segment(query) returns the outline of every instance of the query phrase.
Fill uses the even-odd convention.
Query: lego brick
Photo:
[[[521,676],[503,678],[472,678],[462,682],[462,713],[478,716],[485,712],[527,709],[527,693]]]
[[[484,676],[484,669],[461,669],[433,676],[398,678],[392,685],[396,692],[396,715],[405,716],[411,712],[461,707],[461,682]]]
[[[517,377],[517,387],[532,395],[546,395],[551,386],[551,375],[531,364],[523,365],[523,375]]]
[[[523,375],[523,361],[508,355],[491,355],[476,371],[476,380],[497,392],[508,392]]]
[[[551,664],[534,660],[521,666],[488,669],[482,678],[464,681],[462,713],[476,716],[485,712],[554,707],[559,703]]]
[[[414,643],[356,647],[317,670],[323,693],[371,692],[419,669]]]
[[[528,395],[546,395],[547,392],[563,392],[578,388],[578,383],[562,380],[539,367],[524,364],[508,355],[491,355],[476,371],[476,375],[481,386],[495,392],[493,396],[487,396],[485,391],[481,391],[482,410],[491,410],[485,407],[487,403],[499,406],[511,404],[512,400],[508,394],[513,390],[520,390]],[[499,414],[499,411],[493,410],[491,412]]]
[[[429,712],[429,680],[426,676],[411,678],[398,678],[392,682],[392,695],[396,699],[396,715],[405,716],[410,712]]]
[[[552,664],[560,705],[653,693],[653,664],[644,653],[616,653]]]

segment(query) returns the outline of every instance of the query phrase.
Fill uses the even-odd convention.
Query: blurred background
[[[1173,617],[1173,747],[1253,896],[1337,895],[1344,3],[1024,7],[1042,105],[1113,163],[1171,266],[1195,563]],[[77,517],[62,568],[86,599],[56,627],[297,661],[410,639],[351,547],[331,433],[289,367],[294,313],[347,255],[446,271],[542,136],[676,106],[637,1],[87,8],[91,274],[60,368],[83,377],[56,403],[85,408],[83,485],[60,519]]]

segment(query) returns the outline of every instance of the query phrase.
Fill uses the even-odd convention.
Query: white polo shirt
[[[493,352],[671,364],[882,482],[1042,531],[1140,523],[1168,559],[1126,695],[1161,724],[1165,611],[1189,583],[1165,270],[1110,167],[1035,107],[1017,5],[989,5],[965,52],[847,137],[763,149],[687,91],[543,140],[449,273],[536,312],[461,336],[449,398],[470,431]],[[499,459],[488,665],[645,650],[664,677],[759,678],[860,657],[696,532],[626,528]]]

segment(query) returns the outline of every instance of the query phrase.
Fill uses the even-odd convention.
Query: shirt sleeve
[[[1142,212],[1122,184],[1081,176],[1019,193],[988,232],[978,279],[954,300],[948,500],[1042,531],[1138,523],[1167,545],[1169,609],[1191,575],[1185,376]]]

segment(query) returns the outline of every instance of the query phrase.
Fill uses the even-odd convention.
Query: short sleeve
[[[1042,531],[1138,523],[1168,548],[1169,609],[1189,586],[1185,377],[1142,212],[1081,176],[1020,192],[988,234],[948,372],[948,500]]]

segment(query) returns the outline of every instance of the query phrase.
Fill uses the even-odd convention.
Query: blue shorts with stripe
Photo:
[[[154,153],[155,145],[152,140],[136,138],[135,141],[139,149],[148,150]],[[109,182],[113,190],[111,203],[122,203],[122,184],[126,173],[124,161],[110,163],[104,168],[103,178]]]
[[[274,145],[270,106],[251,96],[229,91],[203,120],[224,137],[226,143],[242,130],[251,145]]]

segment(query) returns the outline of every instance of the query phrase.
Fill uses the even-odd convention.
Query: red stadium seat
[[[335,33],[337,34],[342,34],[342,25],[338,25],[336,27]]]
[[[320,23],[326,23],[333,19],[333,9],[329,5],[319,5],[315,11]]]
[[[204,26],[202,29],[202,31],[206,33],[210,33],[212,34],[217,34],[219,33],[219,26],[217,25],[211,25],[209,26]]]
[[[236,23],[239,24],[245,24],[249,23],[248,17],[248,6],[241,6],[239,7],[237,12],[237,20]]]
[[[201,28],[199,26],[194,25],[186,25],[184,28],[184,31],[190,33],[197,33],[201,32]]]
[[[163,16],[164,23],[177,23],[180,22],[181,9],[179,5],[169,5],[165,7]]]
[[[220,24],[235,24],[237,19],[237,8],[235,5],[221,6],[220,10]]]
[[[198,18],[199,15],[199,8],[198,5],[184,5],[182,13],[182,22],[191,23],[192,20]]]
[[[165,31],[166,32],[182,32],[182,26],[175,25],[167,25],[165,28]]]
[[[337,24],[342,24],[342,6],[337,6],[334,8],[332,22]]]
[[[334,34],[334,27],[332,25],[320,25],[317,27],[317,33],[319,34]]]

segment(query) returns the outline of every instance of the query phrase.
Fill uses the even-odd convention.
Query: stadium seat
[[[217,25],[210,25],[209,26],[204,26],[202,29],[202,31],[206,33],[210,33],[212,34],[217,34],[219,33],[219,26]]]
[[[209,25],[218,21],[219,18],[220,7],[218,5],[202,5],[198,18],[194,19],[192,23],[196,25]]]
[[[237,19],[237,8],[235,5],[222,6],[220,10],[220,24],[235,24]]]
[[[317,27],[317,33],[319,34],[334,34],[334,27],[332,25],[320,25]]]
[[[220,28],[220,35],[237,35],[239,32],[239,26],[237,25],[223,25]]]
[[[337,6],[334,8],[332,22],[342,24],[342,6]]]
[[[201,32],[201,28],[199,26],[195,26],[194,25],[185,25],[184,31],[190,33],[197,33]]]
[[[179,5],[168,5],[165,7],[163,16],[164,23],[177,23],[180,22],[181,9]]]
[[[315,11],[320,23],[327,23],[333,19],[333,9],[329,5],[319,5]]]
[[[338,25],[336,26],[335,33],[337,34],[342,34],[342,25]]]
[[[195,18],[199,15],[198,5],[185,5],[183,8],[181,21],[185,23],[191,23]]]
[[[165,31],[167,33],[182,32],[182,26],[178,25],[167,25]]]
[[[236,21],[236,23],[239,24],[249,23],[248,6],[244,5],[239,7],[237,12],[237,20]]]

^^^^

§ **Your goal**: Gather every line of the items above that contains the string "seat". Matching is case-sensitive.

§ **Expected answer**:
Query: red stadium seat
Query: stadium seat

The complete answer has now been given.